--- BEGIN ---

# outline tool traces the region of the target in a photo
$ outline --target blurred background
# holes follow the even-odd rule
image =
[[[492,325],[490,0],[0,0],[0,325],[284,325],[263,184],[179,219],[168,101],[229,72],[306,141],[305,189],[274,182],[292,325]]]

--- END ---

WRITTEN INSTRUCTION — Write out the lines above, keeping every character unchanged.

TASK RESULT —
# outline tool traces the region of the target in a photo
$ outline --target blurred background
# holes follow the even-odd rule
image =
[[[492,325],[490,0],[0,0],[0,325],[284,325],[263,184],[179,219],[168,101],[229,72],[306,141],[305,189],[274,182],[292,325]]]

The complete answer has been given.